GOAL: Print the rows below exactly as they appear, from the line containing "trace: gazebo bench" through the final line of the rows, including both of those lines.

◇ ◇ ◇ ◇ ◇ ◇ ◇

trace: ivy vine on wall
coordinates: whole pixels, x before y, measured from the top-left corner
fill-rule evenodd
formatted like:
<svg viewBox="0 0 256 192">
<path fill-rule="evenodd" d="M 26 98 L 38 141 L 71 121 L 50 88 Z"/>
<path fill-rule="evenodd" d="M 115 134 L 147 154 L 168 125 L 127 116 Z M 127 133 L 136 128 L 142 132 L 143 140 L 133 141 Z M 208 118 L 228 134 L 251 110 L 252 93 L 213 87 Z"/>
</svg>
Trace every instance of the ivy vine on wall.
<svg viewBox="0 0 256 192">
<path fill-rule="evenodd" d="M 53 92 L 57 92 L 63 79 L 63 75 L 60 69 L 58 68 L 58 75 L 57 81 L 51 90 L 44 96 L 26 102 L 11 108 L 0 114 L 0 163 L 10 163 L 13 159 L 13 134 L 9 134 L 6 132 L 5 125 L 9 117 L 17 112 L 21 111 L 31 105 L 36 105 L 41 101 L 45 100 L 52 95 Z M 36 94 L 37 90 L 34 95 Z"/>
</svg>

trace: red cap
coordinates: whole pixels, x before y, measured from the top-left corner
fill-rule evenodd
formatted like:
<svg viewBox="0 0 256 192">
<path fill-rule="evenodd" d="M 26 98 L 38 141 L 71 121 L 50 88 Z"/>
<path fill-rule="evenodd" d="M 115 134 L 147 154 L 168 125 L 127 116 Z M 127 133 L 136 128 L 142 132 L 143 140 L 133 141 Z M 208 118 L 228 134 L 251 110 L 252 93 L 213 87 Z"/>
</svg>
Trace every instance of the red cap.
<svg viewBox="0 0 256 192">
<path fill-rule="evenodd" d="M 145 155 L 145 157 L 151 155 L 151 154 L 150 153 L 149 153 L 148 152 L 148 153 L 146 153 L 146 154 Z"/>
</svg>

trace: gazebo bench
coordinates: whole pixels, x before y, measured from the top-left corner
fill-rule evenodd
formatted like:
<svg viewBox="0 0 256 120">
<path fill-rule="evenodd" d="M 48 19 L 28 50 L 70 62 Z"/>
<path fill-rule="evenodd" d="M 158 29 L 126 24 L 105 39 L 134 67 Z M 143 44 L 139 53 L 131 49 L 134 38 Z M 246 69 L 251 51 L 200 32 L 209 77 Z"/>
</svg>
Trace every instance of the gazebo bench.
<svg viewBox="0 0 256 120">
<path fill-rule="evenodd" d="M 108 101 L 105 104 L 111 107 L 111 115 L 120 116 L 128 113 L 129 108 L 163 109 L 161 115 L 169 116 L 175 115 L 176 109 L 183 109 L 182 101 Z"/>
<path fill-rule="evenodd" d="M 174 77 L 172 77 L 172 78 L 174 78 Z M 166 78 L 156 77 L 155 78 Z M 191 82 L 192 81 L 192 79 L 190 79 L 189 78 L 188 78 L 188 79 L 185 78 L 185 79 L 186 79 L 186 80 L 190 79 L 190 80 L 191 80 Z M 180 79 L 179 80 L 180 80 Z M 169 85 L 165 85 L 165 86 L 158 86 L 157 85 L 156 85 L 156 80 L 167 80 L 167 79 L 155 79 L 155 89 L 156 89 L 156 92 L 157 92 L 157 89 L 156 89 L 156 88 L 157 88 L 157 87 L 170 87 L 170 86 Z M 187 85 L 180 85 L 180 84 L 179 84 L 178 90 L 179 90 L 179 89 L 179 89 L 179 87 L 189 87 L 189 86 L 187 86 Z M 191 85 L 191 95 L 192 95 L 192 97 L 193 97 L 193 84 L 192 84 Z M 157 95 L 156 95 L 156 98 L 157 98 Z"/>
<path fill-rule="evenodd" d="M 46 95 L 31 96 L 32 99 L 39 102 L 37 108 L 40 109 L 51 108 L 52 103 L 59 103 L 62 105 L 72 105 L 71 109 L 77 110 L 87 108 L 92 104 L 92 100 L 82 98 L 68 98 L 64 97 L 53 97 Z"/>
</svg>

◇ ◇ ◇ ◇ ◇ ◇ ◇

THE COMPLETED TASK:
trace: gazebo bench
coordinates: whole pixels, x before y, measured from the top-left corner
fill-rule evenodd
formatted like:
<svg viewBox="0 0 256 120">
<path fill-rule="evenodd" d="M 48 19 L 28 50 L 70 62 Z"/>
<path fill-rule="evenodd" d="M 158 29 L 126 24 L 105 39 L 134 67 Z M 143 44 L 139 53 L 131 49 L 134 38 Z M 246 69 L 251 51 L 200 32 L 209 77 Z"/>
</svg>
Trace every instance of the gazebo bench.
<svg viewBox="0 0 256 120">
<path fill-rule="evenodd" d="M 108 101 L 105 104 L 111 107 L 111 115 L 120 116 L 128 113 L 129 108 L 163 109 L 161 115 L 169 116 L 175 115 L 176 109 L 183 109 L 182 101 Z"/>
<path fill-rule="evenodd" d="M 174 77 L 172 77 L 172 78 L 174 78 Z M 166 78 L 156 77 L 155 78 Z M 191 82 L 192 81 L 192 79 L 190 79 L 189 78 L 188 78 L 188 79 L 185 78 L 185 79 L 186 79 L 186 80 L 190 79 L 190 80 L 191 80 Z M 180 79 L 179 80 L 180 80 Z M 169 85 L 165 85 L 165 86 L 158 86 L 157 85 L 156 85 L 156 80 L 167 80 L 167 79 L 155 79 L 155 89 L 156 89 L 156 92 L 157 92 L 157 89 L 156 89 L 156 88 L 157 88 L 157 87 L 170 87 L 170 86 Z M 187 85 L 180 85 L 180 84 L 179 84 L 178 90 L 179 90 L 179 89 L 179 89 L 179 87 L 189 87 L 189 86 L 187 86 Z M 191 85 L 191 95 L 192 95 L 192 97 L 193 97 L 193 84 L 192 84 Z M 157 95 L 156 95 L 156 98 L 157 98 Z"/>
<path fill-rule="evenodd" d="M 46 95 L 31 96 L 32 99 L 39 102 L 37 108 L 40 109 L 51 108 L 52 103 L 59 103 L 62 105 L 72 105 L 71 109 L 77 110 L 87 108 L 92 104 L 92 100 L 82 98 L 68 98 L 64 97 L 53 97 Z"/>
</svg>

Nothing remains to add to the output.